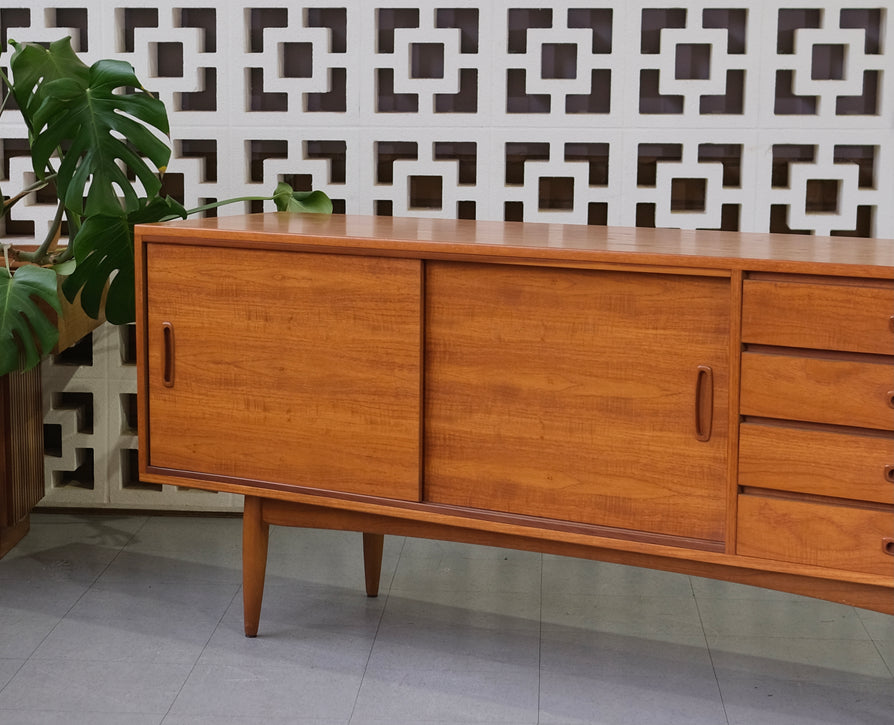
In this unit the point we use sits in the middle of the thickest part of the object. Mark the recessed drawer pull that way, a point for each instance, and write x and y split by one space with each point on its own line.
704 403
167 331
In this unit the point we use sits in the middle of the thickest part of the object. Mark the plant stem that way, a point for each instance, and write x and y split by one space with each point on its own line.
39 255
36 186
216 204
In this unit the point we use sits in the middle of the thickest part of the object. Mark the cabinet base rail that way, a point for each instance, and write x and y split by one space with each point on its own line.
260 513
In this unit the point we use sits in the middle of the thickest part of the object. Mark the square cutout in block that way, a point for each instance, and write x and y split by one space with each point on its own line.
427 60
426 192
688 194
692 61
827 62
558 60
822 196
556 193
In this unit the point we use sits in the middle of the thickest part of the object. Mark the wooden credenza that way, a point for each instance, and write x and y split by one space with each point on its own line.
711 403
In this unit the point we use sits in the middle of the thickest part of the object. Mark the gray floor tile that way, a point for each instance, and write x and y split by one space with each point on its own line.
268 691
162 567
675 698
717 589
49 531
448 647
30 609
123 688
44 717
597 654
334 632
482 609
595 578
879 626
74 562
622 614
246 720
505 695
757 700
8 667
810 618
472 571
302 603
886 650
799 658
140 622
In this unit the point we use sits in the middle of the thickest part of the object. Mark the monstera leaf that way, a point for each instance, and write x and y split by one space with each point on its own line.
103 248
25 331
104 136
311 202
32 66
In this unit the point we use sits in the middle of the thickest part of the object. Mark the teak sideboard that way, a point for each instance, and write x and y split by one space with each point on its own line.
711 403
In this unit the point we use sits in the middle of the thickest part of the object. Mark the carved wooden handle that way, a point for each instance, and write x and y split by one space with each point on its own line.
167 334
704 402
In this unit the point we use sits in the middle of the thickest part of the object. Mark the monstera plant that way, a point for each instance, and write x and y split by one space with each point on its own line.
101 143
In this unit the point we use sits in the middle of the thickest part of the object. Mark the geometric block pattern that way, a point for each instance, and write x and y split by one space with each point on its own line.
771 116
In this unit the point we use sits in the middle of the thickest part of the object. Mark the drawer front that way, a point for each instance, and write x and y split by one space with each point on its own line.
819 390
817 462
818 316
804 532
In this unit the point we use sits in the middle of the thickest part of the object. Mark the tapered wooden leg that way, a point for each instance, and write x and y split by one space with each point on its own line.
255 534
372 562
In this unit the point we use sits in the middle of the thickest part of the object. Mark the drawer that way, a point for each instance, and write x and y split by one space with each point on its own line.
804 532
817 389
817 462
818 316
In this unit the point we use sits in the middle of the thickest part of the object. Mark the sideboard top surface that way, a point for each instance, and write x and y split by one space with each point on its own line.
532 242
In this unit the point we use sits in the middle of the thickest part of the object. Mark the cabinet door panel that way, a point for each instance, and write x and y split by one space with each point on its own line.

======

REQUIRED TASK
Reproduce all of the lines above word for word, leaving out the pictures.

TASK SOLUTION
In this unit the point we use sits in the middle of the thickest part of the object. Mark the recessed drawer pull that way, a point for each instance, and write x and y split by one space with each point on its own line.
704 403
167 331
In this unit the point we use sits in the middle of the thickest part of the object. Mark the plant stem that way, a point for each instance, and write x and y split by one space with each point on its own line.
39 255
36 186
216 204
In this unit the point we use sits in the middle of the thickest part of the object. Mark the cabinet base rail that way, a point for each instance, and write x and y split by one space with each point on its own line.
260 513
In this unit the point we use sits in the middle of the thickest part of the object. Mark the square cutout in block that way, a point for each instance, and write x and y split by one space with each point on its own line.
427 60
426 192
688 194
692 61
827 62
558 60
822 196
556 193
In this unit the point we use sits in the middle of the thickest part of the object. Mark the wooden credenza that way, a point for each instance, and write x and y split by one space with each point on its own line.
711 403
In this unit the point we use sits in the middle of the thickest part of the object. Mark the gray floor tile that way, a point for each instance, and write x and y split by one space with each point on its own line.
268 691
162 567
675 698
717 589
49 531
448 647
30 609
123 688
44 717
597 654
334 632
482 609
595 578
879 626
74 562
622 614
246 720
505 695
757 700
8 667
810 618
472 571
302 603
886 650
799 658
140 622
In this unit the point we use sits in the middle of the thickest part of the object. Mark the monstera leaf that way, a point for each instance, and write x and y split by one space with each point on its own line.
103 248
25 331
104 136
311 202
32 66
In this unit the point we use sits in the middle of the thickest part of the object. Mark the teak sideboard that way, a point for each instance, and write x and y split by one space with each point on its own line.
711 403
In this unit the point we use sits in the middle of the thickest part of the object. Mark the carved wooden handle that way, a point for each instance, and write x and y split by one space with each point on its own line.
167 334
704 402
In this unit the point we use sits in the middle of the thickest part of the object. Mark the monstera plant that way, a point for each instance, and write x and y split by one space with each point on its own line.
101 143
In this unit the point we use sits in the middle of the thickest part of the object. Mark the geometric block pattern that way, a point for each instance, and write x and y split by one space with each point on its own line.
771 116
In this unit the point we use sits in the middle of the thickest part of the object. Mark the drawer front that way, a point for each instance, and write x and y split by one space with each point on its own line.
819 390
817 462
818 316
804 532
In this unit the point we use sits in the middle of the thickest part of the object. Mark the tapered wooden leg that way, a point for each instance, and write x and y split by one space with each point on its own line.
255 534
372 562
In this unit the point we use sits in the middle of the thickest part of the object. Mark the drawer that way, a point for each instance, and write x and y split by one space with each point on its own line.
804 532
817 389
817 462
818 316
In this unit the point we use sits in the middle of the thickest part of the object. Mark the sideboard top surface that way, a point for each instance, and write x and y split by one space with each point on its own line.
532 242
In this unit the point we use sits in the middle of the thickest part of the object. Mark the cabinet door panel that way, a point for each instance, and write x and y split by one space with each point on its own line.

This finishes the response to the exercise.